REQUIRED TASK A ▸
Do these statements agree with the passage on justice administration in Nigeria? Answer yes or no for each, quoting the deciding words from the passage.
(i) The penal code is listed among the primary sources.
(ii) The dictionary definition of "Administration" comes from the 9th edition of Black's Law Dictionary.
(iii) The tripartite system of law came from British laws coexisting with customary and Islamic laws.
REQUIRED TASK B ▸
Answer these questions from the passage on justice administration in Nigeria:
(i) Which constitution is named among the primary sources?
(ii) In which case did Oputa J.S.C. say that justice is not a one-way traffic?
(iii) Which concept does the researcher identify as a major challenge to the justice administrative system in Nigeria?

The research method employed for writing this project covers useful materials from both primary and secondary sources of law. The primary sources to be used are Acts of legislation, constitution of the federal Republic Of Nigeria 1999, criminal procedure code, penal code, criminal code, other primary sources are judicially decided cases and those cases from the Ombudsman as seen in some foreign countries. Secondary sources of law there are to be used include text books both from Nigerian legal system and administrative law, as well as published works on administration of justice. Other secondary sources are well researched from the internet, journals periodicals and newspapers all of which are expected to add value to the quality of the work.

1.7 Literature Review

Quite a number of authors both in the legal profession and public service have written extensively on the issue of justice, problems and prospects .some remarkable articles and publications of some of these authors will be reviewed below. The Black’s Law Dictionary (7th Edition) p44. Defines the word “Administration”. “Management or performance of the executive duties of a government, institution, or business. In public law, the practical management and direction of the executive department and its agencies. A judicial action in which a court undertakes the management and distribution of property.

OPUTA J.S.C in Godwin Josiah V The state (1985) 1 N.W.L.R. 125 at p141.said justice is not a one way traffic. It is not justice for the appellant only. Justice is not even, only a two-way traffic. It is justice for the appellant accused of a heinous crime of murder; it is justice for the victim, the murdered man, i.e the deceased whose blood is crying for vengeance; and finally it is justice for the society at large – the society whose social norms and values had been desecrated and broken by the criminal act complained of … That justice which seeks only to protect the appellant will not be even-handed justice… But justice sacrificed at the shrine of guilt.

The researcher had identified the concept of Legal Pluralism as a major challenge affecting the effectiveness of the justice administrative system in Nigeria. This exists because of the introduction of British laws into Nigeria to co-exist with the indigenous systems of customary and Islamic Laws, which has produced a tripartite system of law.

RECORD LIST ▸
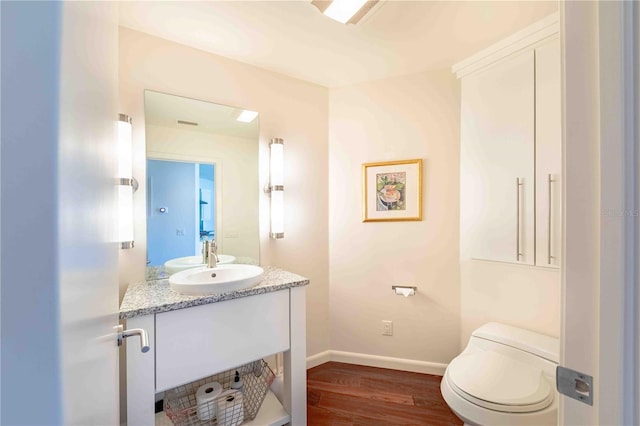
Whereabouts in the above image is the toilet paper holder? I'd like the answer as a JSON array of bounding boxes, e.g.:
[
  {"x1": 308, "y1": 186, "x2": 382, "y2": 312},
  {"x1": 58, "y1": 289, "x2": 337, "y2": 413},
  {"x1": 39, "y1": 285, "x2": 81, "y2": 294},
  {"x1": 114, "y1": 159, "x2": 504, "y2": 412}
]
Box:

FULL RESPONSE A ▸
(i) Yes: "criminal procedure code, penal code, criminal code"
(ii) No: "The Black’s Law Dictionary (7th Edition)"
(iii) Yes: "the introduction of British laws into Nigeria to co-exist with the indigenous systems of customary and Islamic Laws, which has produced a tripartite system of law"

FULL RESPONSE B ▸
(i) The constitution of the Federal Republic of Nigeria 1999
(ii) Godwin Josiah V The state (1985) 1 N.W.L.R. 125
(iii) Legal Pluralism